● **What is required**:
In the listing below, rewrite the stretch from the line containing "indicate the white building" through the end of the listing, replacing "facade" with "exterior" and leaving everything else unchanged.

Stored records

☆ ☆ ☆ ☆ ☆

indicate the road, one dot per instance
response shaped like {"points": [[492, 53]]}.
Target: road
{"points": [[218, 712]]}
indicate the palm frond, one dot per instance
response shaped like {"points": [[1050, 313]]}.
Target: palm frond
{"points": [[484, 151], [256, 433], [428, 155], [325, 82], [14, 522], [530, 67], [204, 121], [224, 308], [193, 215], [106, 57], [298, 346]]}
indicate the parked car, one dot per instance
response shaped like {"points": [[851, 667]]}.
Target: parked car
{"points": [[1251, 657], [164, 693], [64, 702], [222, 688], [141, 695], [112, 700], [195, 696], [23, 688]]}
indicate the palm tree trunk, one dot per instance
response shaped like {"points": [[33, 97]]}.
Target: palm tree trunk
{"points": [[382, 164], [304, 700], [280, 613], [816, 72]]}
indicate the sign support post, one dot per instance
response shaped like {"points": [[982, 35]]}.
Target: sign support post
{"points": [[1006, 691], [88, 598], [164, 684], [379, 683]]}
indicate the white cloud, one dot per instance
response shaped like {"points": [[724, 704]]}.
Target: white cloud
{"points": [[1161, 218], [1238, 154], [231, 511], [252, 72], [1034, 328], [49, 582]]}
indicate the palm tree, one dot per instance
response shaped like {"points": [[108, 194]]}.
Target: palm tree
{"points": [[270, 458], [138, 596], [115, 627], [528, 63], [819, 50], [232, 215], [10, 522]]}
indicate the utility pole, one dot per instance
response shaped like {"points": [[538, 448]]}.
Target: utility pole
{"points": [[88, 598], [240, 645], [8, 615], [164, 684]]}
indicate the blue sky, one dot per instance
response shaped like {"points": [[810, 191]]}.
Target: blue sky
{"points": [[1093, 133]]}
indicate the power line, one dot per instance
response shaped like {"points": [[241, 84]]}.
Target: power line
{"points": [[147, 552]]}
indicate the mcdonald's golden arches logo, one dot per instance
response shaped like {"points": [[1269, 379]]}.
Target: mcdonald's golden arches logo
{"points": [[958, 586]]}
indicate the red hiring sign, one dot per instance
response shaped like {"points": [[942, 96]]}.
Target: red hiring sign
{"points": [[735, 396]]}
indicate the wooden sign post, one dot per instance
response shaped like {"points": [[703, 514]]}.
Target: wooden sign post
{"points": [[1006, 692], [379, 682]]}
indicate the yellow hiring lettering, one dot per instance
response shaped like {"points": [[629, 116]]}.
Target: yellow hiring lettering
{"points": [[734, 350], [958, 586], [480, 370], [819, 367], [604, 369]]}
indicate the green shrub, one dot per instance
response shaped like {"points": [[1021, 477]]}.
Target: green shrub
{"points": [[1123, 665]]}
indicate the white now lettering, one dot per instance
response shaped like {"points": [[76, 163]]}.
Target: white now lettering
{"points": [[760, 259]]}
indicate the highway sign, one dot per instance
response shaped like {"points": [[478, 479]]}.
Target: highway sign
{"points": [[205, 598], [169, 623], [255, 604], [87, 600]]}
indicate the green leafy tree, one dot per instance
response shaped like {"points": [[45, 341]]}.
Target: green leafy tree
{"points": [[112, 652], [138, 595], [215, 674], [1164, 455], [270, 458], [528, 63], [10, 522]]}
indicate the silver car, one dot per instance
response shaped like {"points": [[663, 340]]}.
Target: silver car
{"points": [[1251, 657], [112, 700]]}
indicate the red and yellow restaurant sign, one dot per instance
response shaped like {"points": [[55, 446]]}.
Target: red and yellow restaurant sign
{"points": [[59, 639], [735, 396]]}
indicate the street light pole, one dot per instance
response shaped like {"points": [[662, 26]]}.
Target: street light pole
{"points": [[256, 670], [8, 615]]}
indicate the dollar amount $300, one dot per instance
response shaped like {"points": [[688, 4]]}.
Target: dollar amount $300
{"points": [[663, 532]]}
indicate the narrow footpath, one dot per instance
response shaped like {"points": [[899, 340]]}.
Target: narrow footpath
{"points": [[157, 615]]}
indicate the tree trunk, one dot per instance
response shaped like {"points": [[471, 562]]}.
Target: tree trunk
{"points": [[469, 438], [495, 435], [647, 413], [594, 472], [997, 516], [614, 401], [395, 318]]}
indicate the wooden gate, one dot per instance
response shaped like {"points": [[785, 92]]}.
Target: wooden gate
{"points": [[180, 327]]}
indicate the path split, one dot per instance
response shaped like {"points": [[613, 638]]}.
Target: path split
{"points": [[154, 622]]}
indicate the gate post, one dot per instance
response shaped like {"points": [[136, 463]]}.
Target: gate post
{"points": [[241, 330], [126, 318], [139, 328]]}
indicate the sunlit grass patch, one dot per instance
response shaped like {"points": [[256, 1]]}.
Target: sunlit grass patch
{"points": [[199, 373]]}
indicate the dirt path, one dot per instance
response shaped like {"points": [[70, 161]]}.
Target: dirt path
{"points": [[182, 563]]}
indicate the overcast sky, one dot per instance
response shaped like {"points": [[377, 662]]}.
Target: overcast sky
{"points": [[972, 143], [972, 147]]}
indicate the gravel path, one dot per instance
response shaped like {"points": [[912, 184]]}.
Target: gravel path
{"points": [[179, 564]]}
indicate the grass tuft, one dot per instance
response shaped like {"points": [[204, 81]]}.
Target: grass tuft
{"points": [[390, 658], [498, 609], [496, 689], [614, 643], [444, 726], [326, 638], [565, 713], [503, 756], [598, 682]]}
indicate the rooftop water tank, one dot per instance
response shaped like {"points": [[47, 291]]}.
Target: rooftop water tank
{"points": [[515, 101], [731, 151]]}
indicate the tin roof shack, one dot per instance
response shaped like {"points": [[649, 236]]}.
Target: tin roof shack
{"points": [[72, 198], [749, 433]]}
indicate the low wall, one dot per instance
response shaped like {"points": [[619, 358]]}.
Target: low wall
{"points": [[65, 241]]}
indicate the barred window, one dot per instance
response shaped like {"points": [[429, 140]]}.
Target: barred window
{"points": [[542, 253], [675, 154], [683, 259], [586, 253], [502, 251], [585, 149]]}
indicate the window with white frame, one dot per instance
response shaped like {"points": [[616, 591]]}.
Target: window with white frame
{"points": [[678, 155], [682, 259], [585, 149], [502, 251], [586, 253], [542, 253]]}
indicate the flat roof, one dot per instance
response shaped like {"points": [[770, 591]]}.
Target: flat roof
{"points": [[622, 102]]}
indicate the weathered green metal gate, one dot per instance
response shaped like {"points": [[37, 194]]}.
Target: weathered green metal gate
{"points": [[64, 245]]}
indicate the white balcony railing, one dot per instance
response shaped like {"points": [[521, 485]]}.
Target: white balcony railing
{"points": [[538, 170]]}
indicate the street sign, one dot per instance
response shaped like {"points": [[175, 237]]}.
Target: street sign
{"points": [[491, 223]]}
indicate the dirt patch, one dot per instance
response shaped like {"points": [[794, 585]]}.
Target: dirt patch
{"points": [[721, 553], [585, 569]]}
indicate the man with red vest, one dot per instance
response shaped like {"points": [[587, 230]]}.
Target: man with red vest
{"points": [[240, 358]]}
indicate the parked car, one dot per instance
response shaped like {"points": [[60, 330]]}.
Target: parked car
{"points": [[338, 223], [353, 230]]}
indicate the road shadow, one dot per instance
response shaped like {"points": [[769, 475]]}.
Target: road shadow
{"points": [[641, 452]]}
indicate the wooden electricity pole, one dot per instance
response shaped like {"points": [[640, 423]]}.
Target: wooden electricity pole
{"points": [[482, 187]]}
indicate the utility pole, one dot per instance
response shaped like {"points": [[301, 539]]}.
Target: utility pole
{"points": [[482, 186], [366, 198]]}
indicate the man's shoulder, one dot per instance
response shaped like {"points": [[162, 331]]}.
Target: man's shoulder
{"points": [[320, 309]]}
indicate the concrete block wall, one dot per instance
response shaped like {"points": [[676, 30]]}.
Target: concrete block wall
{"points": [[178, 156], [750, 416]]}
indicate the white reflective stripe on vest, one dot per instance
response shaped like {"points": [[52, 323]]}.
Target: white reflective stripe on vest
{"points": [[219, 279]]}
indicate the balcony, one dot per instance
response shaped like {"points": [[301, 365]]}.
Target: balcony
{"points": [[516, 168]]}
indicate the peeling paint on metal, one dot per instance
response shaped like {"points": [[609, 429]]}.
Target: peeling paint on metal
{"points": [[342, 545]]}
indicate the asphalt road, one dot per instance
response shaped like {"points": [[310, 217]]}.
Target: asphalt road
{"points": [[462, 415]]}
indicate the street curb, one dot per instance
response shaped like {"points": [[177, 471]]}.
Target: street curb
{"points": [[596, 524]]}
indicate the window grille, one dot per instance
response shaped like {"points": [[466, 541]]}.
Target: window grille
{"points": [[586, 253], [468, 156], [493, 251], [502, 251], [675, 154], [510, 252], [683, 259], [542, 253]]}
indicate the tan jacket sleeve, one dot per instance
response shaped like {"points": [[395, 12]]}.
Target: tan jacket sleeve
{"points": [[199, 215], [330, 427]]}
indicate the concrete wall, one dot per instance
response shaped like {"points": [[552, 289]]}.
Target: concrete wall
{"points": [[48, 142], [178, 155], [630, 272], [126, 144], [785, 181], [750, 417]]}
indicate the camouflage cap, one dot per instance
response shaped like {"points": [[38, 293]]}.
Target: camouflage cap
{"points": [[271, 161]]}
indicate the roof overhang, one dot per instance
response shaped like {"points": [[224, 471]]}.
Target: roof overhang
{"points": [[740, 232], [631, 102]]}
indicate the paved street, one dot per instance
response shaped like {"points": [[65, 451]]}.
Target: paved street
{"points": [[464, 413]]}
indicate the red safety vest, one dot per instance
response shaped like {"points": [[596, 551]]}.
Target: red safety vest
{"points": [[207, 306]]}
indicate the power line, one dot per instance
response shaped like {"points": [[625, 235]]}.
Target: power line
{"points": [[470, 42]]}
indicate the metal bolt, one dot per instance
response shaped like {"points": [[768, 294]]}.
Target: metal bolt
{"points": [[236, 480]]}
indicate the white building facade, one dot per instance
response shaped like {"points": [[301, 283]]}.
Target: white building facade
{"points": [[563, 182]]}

☆ ☆ ☆ ☆ ☆

● **Task answer**:
indicate the white building exterior, one dot per instance
response shaped like {"points": [[301, 283]]}.
Target: white building exterior
{"points": [[563, 182]]}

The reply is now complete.